§ TASK TO COMPLETE: Copy out the listing below, swapping each "marker" for "dot" and leaving every other character unchanged.

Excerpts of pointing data
[Start]
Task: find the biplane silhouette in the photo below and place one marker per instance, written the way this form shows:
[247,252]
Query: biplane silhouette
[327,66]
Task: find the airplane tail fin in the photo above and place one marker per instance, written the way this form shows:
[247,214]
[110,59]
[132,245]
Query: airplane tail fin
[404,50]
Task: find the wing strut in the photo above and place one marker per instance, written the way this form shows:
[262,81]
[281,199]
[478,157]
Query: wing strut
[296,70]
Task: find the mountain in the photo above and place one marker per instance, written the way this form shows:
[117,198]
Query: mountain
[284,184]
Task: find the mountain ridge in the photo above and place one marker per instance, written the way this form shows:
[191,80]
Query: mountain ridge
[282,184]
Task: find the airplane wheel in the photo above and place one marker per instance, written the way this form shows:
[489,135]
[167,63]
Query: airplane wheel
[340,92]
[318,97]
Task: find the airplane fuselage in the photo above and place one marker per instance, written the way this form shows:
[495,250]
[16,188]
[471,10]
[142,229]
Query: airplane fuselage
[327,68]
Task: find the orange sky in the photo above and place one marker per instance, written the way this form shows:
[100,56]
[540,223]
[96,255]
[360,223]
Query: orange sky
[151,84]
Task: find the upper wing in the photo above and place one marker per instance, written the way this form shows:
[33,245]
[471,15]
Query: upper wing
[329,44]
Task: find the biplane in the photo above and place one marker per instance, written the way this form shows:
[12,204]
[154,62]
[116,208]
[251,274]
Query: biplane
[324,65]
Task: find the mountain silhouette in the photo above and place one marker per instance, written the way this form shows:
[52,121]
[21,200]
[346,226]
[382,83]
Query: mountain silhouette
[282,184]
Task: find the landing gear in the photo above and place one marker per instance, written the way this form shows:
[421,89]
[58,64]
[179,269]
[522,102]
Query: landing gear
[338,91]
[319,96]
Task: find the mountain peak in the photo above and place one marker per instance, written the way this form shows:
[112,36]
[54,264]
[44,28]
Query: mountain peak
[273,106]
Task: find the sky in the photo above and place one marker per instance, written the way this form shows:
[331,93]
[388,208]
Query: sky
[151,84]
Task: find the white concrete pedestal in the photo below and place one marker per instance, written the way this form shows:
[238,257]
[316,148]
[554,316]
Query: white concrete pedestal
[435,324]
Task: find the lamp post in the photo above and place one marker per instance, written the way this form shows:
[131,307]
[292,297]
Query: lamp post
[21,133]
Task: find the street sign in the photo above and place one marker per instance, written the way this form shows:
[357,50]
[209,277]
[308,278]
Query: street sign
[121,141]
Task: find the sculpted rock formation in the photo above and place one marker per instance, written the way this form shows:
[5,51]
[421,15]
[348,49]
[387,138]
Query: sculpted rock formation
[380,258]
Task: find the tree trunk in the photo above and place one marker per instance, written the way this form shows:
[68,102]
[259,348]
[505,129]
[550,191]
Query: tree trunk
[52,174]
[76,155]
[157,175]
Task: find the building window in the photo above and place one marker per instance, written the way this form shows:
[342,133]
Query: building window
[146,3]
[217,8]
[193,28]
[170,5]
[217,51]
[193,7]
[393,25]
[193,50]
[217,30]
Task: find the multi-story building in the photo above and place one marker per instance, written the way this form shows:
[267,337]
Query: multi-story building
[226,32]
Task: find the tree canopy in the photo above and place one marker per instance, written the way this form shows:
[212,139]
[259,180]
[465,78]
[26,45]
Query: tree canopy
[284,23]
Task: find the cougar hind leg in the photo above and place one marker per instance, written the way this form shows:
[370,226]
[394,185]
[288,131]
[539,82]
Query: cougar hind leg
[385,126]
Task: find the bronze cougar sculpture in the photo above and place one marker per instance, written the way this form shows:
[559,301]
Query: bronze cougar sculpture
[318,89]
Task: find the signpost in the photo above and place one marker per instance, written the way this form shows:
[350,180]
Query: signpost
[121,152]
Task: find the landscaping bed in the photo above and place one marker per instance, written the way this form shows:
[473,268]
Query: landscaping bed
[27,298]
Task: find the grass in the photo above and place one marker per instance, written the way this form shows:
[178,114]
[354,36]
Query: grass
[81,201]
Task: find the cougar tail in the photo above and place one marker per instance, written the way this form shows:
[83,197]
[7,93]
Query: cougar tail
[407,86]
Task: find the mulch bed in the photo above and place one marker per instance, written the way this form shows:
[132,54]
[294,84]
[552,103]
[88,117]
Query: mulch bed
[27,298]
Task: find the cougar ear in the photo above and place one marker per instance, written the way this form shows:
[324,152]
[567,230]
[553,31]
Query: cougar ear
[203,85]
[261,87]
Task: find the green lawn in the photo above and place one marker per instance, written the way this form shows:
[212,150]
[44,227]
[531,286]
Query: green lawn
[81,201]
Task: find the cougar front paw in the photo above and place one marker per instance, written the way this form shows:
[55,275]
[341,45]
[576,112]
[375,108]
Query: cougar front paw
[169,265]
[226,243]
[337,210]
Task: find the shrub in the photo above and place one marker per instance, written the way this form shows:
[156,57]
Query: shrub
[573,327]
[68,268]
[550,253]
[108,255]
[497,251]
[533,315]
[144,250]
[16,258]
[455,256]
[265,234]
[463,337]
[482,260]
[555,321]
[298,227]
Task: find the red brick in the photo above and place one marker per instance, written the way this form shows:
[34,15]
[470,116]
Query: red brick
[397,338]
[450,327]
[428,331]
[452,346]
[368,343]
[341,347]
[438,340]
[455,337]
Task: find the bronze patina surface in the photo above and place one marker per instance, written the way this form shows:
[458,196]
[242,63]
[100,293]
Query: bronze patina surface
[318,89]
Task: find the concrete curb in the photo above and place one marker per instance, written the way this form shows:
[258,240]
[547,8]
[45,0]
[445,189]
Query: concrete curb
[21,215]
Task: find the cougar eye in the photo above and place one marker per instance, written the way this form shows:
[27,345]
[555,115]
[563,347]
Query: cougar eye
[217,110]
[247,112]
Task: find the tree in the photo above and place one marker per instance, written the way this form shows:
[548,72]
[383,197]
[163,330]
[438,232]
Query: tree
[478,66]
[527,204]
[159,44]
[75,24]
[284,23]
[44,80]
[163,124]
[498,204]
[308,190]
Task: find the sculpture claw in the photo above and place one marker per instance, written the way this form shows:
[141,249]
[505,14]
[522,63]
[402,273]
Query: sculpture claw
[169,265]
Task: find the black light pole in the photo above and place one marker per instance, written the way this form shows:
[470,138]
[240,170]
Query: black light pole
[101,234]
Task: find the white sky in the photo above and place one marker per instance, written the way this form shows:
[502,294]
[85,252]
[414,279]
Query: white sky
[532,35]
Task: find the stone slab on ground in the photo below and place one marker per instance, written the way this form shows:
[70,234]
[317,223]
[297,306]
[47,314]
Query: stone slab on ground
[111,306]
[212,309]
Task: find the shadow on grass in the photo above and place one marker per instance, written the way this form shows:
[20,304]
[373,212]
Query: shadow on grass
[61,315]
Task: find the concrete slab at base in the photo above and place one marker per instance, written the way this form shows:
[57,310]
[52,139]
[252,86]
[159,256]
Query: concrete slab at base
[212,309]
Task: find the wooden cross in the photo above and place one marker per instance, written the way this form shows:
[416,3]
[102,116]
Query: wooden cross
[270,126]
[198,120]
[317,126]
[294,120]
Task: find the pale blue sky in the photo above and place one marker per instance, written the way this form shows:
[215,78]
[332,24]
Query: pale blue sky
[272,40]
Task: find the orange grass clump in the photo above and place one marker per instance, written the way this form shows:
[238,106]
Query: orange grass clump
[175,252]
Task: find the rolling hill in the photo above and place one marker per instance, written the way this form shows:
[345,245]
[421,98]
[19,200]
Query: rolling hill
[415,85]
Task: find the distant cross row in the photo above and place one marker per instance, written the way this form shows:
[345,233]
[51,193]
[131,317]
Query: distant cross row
[End]
§ REPLY:
Task: find the biplane silhouette in the photo below and place one dot per instance, written the way this form shows:
[247,252]
Query: biplane silhouette
[327,66]
Task: find the airplane tail fin in the photo above and place one dot per instance, written the way this form shows:
[247,214]
[110,59]
[132,245]
Query: airplane tail fin
[404,50]
Task: find the wing strut in the photo above and place one dot per instance, written the way this form shows:
[262,81]
[281,199]
[478,157]
Query: wing strut
[296,70]
Task: find the mountain in the photo above and place one dot per instance, written the way this form shows:
[117,198]
Query: mountain
[284,184]
Task: find the mountain ridge in the photo above and place one dot per instance, written the way this form shows:
[191,80]
Query: mountain ridge
[282,184]
Task: find the airplane wheel in the photo above and place one dot per instance, written the way this form shows:
[489,135]
[167,63]
Query: airplane wheel
[340,92]
[318,97]
Task: find the airplane fuselage in the photo above and place one dot per instance, written the way this form shows:
[495,250]
[16,188]
[471,10]
[142,229]
Query: airplane fuselage
[327,68]
Task: find the orange sky in the photo above and place one dot per instance, written the way this form shows:
[100,56]
[540,223]
[96,255]
[360,223]
Query: orange sky
[151,84]
Task: find the upper wing in the photo above and place one dot per instance, written the way this form shows:
[33,245]
[471,15]
Query: upper wing
[329,44]
Task: find the biplane in the photo above and place one dot per instance, written the way this form shows:
[12,204]
[154,62]
[116,208]
[251,274]
Query: biplane
[324,65]
Task: find the mountain silhouette in the photo above and place one dot per instance, written the way this form shows:
[52,121]
[21,200]
[346,226]
[382,83]
Query: mountain silhouette
[282,184]
Task: find the landing gear in the photo above and place one dot per instance, written the way this form shows:
[421,89]
[58,64]
[179,269]
[522,102]
Query: landing gear
[338,91]
[319,96]
Task: find the mountain peak in the photo above and place one dot per instance, written the way this form shows:
[112,36]
[54,264]
[44,28]
Query: mountain peak
[273,106]
Task: find the sky in the photo above and place one dot per instance, written the way this form shows:
[331,93]
[388,208]
Query: sky
[151,84]
Task: find the white concrete pedestal in the photo below and place one dot per instance, written the way this form shows:
[238,257]
[316,148]
[554,316]
Query: white concrete pedestal
[435,324]
Task: find the lamp post in the photo above and place one dot per instance, written the way this form shows:
[131,307]
[292,297]
Query: lamp post
[21,133]
Task: find the street sign in the photo above and place one dot per instance, written the way this form shows:
[357,50]
[209,277]
[308,278]
Query: street sign
[121,141]
Task: find the sculpted rock formation in the photo above and place one dot per instance, written the way this form shows:
[5,51]
[421,15]
[348,49]
[387,138]
Query: sculpted rock formation
[380,258]
Task: find the tree trunk in the photo above and place one dot per instance, written the way this form shows:
[68,102]
[259,348]
[505,129]
[550,191]
Query: tree trunk
[52,174]
[76,155]
[157,175]
Task: find the building window in the photo above and place one dot per instance, written the way this form shows:
[342,133]
Query: building window
[146,3]
[217,8]
[193,28]
[170,5]
[217,51]
[193,7]
[393,25]
[193,50]
[217,30]
Task: find the multi-story building in the photo above and place one dot per instance, written the way this form shows:
[267,337]
Query: multi-story building
[226,32]
Task: find the tree canopy in the photo above and place one dot per instance, written the way this form shows:
[212,139]
[259,180]
[465,78]
[26,45]
Query: tree canopy
[284,23]
Task: find the cougar hind leg in the photo above and place one dot per instance, written the way this form shows:
[370,226]
[394,185]
[288,131]
[539,82]
Query: cougar hind leg
[385,126]
Task: find the bronze cougar sculpture in the photo above and place one dot per instance, written the way this form shows:
[559,301]
Query: bronze cougar sculpture
[318,89]
Task: find the signpost in the photo above and place one dot per instance, written the way this form shows:
[350,180]
Query: signpost
[121,152]
Task: find the landscaping bed in the photo above and place one dot per instance, written the way this form shows:
[473,268]
Query: landscaping bed
[27,298]
Task: find the grass in the photo above and place one dot per instance, written the way this form shows:
[178,114]
[354,36]
Query: grass
[81,201]
Task: find the cougar tail in the photo above and place one dot per instance, written the way this form shows:
[83,197]
[7,93]
Query: cougar tail
[407,86]
Task: find the mulch bed in the photo above and place one dot per instance, written the way this form shows:
[132,54]
[294,84]
[552,103]
[88,117]
Query: mulch bed
[27,298]
Task: find the cougar ear in the photo above and place one dot per instance, written the way this form shows:
[324,152]
[567,230]
[553,31]
Query: cougar ear
[203,85]
[261,87]
Task: find the green lawn in the photo above and place one dot per instance, written the way this form shows:
[212,150]
[44,227]
[531,286]
Query: green lawn
[81,201]
Task: find the cougar front paw in the photo above and place one dot per instance, written the way this form shows:
[55,275]
[341,45]
[576,112]
[375,108]
Query: cougar front paw
[169,265]
[226,243]
[337,210]
Task: find the shrub in the photo above and place one dot per instance, written the way this form shows:
[156,57]
Query: shrub
[573,327]
[68,268]
[550,253]
[108,255]
[497,251]
[533,315]
[144,250]
[16,258]
[455,256]
[265,234]
[463,337]
[482,260]
[555,321]
[298,227]
Task: find the red brick in the photo above and place one dot per instance, written the way this form shows:
[34,15]
[470,116]
Query: red brick
[397,338]
[450,327]
[428,331]
[452,346]
[368,343]
[341,347]
[438,340]
[455,337]
Task: find the bronze patina surface in the photo above and place one dot per instance, written the way this form shows:
[458,196]
[242,63]
[100,293]
Query: bronze patina surface
[318,89]
Task: find the concrete curb in the photo above and place one dot per instance, written the way this form shows:
[258,240]
[547,8]
[45,0]
[445,189]
Query: concrete curb
[21,215]
Task: find the cougar eye in the photo above and place one dot per instance, written the way this form shows:
[27,345]
[555,115]
[563,347]
Query: cougar eye
[217,110]
[247,112]
Task: find the tree in the photo above and place one dot per instance, written the way this form shows:
[548,72]
[383,197]
[163,330]
[438,232]
Query: tree
[478,66]
[527,204]
[159,44]
[75,24]
[284,23]
[44,80]
[163,124]
[498,204]
[308,190]
Task: find the sculpture claw in the photo above and place one dot per instance, written the way this form shows:
[141,249]
[505,14]
[522,63]
[402,273]
Query: sculpture claw
[169,265]
Task: find the black light pole in the photo above and place one dot per instance, written the way this form shows:
[470,138]
[240,170]
Query: black light pole
[101,234]
Task: find the white sky in the photo above and place one dot per instance, written the way this form shows:
[502,294]
[85,252]
[414,279]
Query: white sky
[532,35]
Task: find the stone slab on ground in the photo below and place one dot per instance, written the way this form shows:
[70,234]
[317,223]
[297,306]
[47,314]
Query: stone slab on ground
[111,306]
[212,309]
Task: find the shadow on grass in the photo above and place one dot per instance, written the way this form shows:
[20,304]
[373,212]
Query: shadow on grass
[61,315]
Task: find the concrete slab at base in the photo above and place one dot per instance, written the way this form shows:
[57,310]
[52,139]
[252,86]
[159,256]
Query: concrete slab at base
[212,309]
Task: find the wooden cross in the photo above and place one dot per instance, written the way this form shows:
[416,3]
[102,116]
Query: wooden cross
[270,126]
[198,120]
[317,126]
[294,120]
Task: find the pale blue sky in the photo above and place one dot per instance, written the way this form shows:
[215,78]
[332,24]
Query: pale blue sky
[272,40]
Task: find the orange grass clump in the photo above and place one dot per instance, written the way this form shows:
[238,106]
Query: orange grass clump
[175,252]
Task: find the rolling hill in the photo above and place one dot per instance, written the way this form shows:
[345,245]
[421,98]
[19,200]
Query: rolling hill
[415,85]
Task: find the distant cross row in the photo above and place one dot per instance, written the way this form shows:
[345,233]
[51,193]
[131,317]
Query: distant cross row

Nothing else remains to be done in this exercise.